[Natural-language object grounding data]
::::

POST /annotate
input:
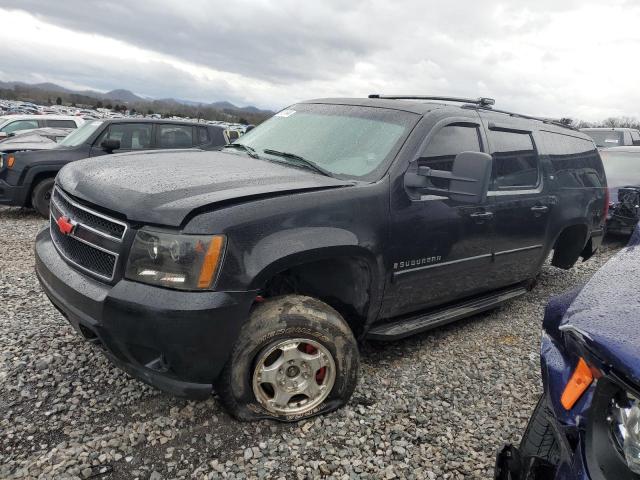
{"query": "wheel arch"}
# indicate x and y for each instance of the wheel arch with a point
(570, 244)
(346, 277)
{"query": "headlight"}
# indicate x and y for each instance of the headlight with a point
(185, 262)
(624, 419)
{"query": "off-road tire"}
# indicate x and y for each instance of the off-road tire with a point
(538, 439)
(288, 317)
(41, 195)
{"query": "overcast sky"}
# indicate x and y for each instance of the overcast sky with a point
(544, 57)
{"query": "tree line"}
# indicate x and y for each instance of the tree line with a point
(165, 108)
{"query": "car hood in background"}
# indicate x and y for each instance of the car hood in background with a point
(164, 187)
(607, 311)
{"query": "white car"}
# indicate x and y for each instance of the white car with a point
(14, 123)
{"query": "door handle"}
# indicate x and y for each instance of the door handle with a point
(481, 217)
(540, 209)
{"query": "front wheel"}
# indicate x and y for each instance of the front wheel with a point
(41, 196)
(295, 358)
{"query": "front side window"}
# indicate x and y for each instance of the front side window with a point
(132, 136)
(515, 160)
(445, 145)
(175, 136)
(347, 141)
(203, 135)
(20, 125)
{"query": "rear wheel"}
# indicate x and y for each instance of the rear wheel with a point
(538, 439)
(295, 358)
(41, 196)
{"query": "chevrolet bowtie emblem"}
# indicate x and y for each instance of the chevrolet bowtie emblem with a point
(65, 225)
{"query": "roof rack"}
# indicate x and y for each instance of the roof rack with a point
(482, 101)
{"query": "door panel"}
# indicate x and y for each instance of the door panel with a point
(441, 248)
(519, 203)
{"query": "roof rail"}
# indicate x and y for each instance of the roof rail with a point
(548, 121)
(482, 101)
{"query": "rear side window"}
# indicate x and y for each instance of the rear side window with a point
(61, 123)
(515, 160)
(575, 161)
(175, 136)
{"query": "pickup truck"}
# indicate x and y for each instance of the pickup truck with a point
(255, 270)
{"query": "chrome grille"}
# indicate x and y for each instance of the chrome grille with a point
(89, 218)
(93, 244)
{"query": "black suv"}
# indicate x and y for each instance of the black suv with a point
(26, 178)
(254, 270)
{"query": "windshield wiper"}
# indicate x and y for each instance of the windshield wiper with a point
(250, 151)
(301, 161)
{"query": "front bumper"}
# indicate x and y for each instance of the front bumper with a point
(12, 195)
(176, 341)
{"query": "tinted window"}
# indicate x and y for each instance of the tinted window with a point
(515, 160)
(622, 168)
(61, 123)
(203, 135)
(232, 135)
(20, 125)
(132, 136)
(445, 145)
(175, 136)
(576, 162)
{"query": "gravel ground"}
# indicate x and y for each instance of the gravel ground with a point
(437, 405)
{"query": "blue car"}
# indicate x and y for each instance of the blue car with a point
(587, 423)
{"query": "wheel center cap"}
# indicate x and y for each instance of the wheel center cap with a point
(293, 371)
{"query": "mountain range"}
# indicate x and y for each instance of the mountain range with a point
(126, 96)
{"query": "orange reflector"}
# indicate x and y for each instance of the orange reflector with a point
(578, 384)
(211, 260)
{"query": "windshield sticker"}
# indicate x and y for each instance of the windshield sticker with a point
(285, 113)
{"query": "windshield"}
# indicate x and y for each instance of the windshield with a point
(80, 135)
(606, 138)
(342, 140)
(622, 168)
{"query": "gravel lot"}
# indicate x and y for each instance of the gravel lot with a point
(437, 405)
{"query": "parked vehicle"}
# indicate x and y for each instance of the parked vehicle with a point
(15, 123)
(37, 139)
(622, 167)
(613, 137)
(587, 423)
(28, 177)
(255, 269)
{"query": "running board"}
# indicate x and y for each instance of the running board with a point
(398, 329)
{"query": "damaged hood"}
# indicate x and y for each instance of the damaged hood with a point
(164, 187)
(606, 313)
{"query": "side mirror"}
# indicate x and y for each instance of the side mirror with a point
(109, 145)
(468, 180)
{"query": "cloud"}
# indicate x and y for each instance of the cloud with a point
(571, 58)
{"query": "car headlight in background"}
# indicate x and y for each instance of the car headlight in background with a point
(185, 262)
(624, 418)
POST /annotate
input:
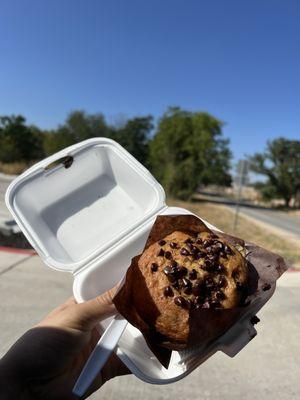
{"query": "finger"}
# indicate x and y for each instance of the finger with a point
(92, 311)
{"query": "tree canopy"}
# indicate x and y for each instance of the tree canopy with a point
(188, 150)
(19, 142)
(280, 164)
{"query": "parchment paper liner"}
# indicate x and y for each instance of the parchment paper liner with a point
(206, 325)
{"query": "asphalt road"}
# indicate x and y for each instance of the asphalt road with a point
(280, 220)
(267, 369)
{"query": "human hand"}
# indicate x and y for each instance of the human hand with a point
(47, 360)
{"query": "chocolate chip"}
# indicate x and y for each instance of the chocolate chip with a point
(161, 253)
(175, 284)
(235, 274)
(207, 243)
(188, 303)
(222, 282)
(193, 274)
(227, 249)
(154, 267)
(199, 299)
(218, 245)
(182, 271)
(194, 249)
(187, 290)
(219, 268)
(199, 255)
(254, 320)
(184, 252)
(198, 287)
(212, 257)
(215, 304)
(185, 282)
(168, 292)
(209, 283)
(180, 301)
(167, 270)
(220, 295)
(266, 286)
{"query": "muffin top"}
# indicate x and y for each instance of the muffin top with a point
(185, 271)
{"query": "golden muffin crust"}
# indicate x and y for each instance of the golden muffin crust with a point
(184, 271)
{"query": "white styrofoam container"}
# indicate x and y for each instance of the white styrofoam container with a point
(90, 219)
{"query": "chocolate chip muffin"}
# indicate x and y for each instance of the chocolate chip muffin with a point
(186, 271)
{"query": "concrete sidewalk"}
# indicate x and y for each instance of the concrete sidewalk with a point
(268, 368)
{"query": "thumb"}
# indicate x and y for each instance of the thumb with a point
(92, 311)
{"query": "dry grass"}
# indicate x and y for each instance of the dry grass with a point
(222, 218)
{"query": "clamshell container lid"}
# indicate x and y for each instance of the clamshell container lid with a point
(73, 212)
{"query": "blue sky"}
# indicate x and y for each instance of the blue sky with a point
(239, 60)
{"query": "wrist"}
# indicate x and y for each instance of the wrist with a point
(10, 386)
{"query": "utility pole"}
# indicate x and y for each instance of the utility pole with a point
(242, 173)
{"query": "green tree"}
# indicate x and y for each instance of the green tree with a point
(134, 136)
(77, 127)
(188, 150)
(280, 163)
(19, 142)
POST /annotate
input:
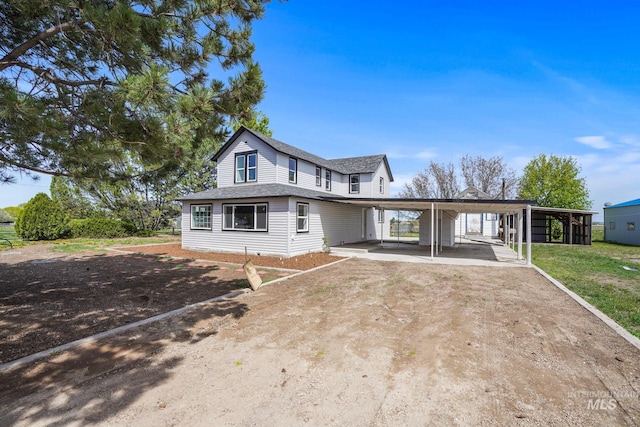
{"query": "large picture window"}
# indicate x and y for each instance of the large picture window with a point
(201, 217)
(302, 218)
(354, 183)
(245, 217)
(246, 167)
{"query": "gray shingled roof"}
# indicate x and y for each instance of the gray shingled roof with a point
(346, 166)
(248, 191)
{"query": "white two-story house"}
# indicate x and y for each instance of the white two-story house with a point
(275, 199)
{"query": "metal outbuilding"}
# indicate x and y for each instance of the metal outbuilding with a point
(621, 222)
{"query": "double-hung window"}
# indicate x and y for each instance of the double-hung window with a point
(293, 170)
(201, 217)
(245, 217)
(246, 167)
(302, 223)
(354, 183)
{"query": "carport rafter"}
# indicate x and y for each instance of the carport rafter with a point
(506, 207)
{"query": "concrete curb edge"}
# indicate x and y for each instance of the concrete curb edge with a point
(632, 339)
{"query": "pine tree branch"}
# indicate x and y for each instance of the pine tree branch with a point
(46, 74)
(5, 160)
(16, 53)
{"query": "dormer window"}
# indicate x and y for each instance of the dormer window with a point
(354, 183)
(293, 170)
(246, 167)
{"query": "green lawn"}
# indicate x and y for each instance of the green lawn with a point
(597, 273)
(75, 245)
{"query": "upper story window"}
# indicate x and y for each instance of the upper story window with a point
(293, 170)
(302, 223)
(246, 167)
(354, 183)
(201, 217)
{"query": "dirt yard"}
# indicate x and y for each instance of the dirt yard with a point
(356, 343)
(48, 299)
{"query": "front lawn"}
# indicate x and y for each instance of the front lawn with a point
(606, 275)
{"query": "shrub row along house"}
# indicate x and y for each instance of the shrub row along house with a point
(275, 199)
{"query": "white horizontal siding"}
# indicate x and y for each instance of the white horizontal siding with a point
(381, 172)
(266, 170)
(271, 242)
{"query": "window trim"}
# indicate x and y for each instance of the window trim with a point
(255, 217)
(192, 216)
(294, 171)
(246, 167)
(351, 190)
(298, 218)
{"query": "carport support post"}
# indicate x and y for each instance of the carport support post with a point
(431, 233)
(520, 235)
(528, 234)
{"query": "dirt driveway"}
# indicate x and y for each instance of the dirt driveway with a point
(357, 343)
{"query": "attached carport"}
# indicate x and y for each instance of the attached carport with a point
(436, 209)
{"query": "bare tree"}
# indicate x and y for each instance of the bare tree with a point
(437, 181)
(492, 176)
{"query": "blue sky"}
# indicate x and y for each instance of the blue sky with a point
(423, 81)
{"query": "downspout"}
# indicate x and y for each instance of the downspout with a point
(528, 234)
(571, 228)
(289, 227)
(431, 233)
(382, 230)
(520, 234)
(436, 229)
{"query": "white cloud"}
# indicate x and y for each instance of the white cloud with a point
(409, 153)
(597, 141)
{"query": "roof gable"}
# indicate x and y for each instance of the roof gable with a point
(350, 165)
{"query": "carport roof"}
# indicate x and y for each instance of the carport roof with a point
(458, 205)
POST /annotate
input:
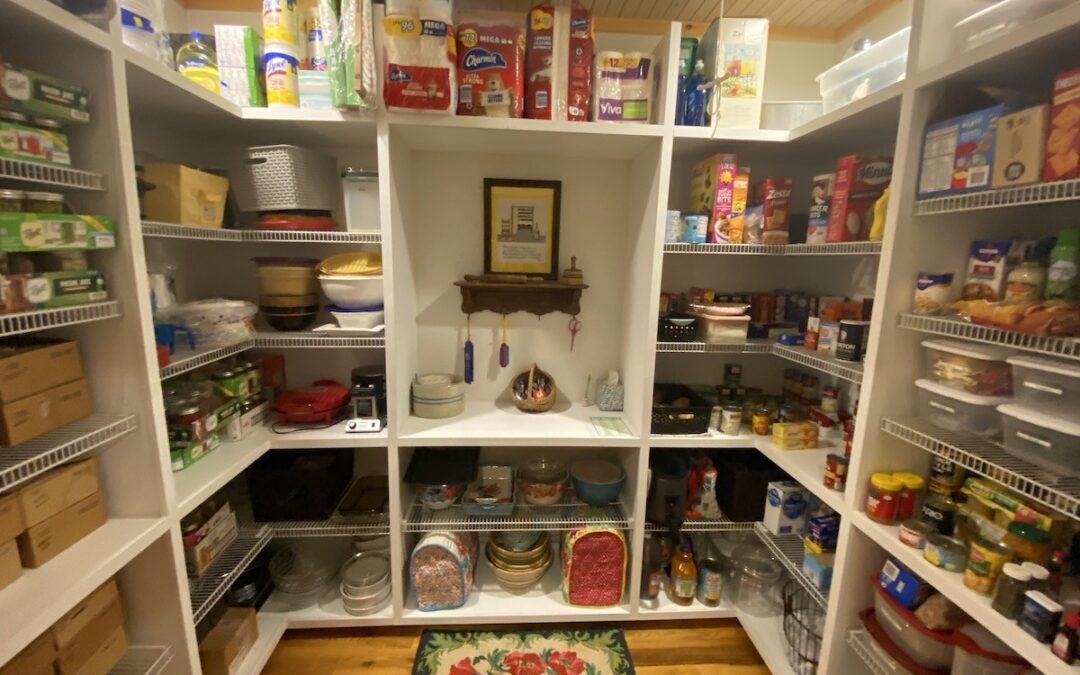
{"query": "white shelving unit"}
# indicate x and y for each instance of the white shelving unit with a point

::::

WHAT IS NEEDED =>
Report the lines above that have the word "shelving" in them.

ANSWER BOX =>
{"query": "white shelving unit"}
# indicate x and y for each instance of the white shelving unit with a point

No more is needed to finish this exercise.